DATA SUPPLIED:
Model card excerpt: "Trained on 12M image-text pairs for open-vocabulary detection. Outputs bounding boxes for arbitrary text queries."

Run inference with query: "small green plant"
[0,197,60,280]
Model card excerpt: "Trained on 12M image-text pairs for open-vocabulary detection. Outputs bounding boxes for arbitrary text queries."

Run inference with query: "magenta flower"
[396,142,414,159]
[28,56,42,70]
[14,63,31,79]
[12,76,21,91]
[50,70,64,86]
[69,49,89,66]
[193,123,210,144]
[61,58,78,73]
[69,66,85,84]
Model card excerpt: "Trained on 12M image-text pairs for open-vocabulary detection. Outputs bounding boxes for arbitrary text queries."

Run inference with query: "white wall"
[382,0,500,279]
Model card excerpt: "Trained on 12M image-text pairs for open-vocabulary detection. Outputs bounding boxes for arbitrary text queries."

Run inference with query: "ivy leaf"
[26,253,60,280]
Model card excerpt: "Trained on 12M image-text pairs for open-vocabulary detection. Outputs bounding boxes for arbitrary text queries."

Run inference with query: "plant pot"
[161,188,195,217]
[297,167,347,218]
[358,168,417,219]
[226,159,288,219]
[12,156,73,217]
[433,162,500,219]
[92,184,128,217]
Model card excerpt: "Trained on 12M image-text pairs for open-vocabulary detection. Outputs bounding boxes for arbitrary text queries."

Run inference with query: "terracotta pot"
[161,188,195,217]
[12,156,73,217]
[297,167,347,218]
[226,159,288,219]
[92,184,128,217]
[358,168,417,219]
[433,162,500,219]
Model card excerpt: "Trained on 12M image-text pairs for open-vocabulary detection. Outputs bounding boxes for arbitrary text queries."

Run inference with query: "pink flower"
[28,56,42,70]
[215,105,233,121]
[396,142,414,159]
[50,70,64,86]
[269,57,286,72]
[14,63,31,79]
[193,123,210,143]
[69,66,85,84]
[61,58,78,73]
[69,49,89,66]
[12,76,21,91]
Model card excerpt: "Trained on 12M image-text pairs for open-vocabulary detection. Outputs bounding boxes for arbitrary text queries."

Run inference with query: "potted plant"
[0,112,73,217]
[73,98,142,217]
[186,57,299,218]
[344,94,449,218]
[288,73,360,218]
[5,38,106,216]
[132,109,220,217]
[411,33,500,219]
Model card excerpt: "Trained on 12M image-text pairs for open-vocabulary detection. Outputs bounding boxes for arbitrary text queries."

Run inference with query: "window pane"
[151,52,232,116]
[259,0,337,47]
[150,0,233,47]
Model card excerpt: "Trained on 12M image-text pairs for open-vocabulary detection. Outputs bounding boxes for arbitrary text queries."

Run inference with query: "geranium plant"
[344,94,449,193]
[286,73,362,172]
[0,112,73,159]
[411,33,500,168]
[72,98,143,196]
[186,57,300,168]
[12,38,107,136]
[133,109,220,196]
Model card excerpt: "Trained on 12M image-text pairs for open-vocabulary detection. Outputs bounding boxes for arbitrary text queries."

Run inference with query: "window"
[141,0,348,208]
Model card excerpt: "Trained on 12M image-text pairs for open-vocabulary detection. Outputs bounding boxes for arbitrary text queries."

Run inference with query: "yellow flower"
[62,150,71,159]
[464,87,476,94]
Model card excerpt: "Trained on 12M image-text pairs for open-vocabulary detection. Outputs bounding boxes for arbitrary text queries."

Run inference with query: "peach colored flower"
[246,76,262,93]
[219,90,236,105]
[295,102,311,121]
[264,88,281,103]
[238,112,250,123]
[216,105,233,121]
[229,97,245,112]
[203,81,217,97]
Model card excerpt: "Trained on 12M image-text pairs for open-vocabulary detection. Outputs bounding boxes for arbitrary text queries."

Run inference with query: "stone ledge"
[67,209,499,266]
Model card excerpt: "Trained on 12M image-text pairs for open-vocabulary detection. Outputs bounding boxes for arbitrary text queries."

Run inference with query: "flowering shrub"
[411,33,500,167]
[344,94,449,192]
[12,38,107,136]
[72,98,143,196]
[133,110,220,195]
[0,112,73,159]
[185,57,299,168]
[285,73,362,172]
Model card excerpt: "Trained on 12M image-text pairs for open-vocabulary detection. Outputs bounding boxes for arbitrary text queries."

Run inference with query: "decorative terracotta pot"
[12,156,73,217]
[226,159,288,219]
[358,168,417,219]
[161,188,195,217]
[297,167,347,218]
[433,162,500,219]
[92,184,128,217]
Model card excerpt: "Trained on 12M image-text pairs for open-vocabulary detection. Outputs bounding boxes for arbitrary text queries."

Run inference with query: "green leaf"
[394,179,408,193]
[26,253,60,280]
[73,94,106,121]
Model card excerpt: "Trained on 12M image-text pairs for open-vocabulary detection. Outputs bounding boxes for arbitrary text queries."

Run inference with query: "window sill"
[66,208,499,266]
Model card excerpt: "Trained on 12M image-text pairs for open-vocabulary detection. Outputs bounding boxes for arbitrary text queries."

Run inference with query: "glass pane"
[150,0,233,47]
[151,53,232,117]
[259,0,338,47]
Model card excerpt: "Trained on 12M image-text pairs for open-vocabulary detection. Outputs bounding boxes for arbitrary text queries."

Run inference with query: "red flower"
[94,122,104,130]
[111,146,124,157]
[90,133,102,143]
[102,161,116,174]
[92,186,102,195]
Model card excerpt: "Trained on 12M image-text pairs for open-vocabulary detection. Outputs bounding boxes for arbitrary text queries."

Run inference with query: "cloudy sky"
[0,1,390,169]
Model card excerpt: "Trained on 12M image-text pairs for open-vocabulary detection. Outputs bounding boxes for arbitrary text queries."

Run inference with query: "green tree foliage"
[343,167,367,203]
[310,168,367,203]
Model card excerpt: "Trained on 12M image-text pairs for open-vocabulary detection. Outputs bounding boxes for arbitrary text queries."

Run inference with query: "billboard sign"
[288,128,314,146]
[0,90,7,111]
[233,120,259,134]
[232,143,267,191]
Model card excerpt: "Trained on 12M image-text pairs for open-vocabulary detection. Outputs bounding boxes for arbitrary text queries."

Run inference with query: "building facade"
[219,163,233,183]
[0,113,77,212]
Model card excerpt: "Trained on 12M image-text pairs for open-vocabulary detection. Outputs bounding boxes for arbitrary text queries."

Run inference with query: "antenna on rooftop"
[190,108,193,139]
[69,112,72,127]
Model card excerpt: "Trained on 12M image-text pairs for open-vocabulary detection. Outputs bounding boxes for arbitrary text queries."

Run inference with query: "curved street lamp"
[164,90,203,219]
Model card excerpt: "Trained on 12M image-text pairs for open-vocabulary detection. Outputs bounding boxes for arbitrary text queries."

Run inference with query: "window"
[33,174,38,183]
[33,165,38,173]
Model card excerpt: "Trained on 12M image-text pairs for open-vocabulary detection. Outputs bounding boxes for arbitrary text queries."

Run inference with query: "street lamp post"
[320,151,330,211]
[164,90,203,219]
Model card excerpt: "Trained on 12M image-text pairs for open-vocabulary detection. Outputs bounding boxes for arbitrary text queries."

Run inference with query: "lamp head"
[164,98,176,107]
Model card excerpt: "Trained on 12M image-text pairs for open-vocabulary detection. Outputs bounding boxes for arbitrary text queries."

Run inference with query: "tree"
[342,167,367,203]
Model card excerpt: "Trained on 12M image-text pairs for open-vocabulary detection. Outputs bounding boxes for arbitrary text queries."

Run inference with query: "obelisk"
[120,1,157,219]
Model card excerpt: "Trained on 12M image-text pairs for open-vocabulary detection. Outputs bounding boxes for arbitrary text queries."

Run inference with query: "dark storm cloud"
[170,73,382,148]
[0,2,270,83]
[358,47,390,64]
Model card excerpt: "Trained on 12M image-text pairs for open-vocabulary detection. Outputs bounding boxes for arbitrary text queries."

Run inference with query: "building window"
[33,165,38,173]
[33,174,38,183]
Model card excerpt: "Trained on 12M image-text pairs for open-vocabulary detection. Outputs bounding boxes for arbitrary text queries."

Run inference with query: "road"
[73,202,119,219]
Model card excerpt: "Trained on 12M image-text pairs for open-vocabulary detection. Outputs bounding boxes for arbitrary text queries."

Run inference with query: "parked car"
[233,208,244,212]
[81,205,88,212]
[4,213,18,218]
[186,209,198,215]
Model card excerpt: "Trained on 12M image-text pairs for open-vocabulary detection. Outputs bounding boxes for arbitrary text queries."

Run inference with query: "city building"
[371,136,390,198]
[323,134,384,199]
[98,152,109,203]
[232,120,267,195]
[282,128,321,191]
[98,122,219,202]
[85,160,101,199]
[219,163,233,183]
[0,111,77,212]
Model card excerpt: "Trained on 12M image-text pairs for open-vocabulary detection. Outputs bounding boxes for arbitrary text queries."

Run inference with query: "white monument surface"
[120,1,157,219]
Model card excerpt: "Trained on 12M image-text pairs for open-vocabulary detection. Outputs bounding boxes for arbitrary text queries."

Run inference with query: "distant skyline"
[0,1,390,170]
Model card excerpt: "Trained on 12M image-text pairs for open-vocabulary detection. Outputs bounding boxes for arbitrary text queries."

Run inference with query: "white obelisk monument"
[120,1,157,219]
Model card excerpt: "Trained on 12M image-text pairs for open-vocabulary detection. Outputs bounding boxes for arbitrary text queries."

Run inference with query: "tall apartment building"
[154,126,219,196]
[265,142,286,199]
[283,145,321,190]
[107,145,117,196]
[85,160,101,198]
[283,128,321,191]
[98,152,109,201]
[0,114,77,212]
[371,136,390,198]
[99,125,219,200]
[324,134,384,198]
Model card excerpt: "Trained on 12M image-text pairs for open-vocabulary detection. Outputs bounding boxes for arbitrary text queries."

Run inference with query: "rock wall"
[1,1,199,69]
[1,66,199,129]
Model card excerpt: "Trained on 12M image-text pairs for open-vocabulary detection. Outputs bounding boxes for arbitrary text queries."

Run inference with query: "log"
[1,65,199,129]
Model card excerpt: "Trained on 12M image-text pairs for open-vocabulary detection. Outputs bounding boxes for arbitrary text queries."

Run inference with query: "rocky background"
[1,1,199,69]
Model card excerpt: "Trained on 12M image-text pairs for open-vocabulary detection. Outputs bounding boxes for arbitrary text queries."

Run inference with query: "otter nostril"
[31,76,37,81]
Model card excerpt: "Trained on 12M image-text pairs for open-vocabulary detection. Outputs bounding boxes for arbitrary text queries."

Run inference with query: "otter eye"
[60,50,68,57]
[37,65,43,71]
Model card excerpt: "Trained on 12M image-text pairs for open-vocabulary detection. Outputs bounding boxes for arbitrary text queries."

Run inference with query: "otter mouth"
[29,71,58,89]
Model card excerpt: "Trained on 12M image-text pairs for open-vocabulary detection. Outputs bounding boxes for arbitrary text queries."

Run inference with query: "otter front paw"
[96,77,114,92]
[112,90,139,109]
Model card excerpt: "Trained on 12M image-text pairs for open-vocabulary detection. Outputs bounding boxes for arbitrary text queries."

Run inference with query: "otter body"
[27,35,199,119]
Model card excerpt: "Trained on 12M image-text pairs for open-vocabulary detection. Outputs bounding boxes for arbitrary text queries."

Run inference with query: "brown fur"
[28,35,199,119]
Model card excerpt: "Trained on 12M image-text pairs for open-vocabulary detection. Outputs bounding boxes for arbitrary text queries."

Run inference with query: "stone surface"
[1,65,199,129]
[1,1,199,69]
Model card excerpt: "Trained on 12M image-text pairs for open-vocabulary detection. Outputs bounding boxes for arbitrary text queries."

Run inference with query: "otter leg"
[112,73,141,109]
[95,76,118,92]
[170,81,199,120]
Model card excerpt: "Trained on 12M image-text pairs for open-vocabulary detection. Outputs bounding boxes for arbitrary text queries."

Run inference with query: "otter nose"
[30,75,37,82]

REQUIRED WORK: Select every line in the entries above that contains the string "stone", copying each line in full. Case counts.

RESPONSE TO THE TASK:
Run inference with query: "stone ledge"
Run inference with query: "stone surface"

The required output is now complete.